Start of Block

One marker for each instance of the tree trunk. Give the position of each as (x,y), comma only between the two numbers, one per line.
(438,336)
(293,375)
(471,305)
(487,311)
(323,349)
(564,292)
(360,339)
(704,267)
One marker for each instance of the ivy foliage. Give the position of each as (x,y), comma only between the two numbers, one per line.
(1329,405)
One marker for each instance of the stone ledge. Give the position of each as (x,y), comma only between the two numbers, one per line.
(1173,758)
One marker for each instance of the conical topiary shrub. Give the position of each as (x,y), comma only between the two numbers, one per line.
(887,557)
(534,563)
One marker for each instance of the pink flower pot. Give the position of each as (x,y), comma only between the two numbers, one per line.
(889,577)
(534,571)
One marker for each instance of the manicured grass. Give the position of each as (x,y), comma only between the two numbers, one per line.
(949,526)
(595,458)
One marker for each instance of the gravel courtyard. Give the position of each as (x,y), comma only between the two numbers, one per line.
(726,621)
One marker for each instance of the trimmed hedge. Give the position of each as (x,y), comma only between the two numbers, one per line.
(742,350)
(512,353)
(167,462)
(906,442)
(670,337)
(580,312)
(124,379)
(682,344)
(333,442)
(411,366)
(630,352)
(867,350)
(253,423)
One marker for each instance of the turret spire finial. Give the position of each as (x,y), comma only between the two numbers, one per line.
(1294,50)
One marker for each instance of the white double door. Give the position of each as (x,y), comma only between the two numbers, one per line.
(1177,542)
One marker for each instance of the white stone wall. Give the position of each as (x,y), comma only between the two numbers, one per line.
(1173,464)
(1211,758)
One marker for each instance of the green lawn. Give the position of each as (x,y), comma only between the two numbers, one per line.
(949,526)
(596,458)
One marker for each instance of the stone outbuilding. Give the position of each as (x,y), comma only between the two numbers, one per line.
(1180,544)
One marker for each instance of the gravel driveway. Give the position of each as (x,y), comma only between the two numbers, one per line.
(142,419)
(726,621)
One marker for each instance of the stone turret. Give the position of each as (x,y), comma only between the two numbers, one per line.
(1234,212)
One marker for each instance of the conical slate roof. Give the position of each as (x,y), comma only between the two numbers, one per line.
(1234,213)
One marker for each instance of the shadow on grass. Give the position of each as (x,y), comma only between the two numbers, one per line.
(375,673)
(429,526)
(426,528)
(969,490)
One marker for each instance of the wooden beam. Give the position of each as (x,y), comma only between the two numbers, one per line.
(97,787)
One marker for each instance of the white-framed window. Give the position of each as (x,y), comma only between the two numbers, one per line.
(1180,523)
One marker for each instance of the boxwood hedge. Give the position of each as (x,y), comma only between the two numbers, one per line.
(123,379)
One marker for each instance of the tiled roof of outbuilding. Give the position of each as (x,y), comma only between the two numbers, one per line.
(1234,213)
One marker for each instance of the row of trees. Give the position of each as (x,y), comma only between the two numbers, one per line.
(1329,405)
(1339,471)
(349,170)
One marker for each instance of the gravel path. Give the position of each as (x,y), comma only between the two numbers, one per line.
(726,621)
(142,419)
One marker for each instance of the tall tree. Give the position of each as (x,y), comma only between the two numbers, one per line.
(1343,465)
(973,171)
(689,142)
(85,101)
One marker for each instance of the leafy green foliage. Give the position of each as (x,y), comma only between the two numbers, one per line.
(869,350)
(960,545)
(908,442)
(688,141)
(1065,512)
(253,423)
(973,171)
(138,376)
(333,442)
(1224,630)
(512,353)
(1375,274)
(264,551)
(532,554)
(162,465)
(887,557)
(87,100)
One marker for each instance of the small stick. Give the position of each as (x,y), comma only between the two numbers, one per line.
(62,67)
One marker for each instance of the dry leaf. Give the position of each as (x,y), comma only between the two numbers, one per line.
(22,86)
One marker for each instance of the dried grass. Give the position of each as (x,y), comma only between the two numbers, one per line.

End of Block

▶ **Activity**
Print the line that contains "One marker for each instance of the small", then every later line of the entries above up to and including the last, all exactly as written.

▶ **Solution to this exercise**
One marker for each instance of the small stick. Give the position of each as (x,y), comma only between the two numbers, one per line.
(62,67)
One marker for each instance of the dry leaf. Give the position of each as (x,y), comma only between the two numbers, one per line.
(22,86)
One marker for each instance of the dried grass. Give the position of each as (x,y), comma only between the two numbers, one per line.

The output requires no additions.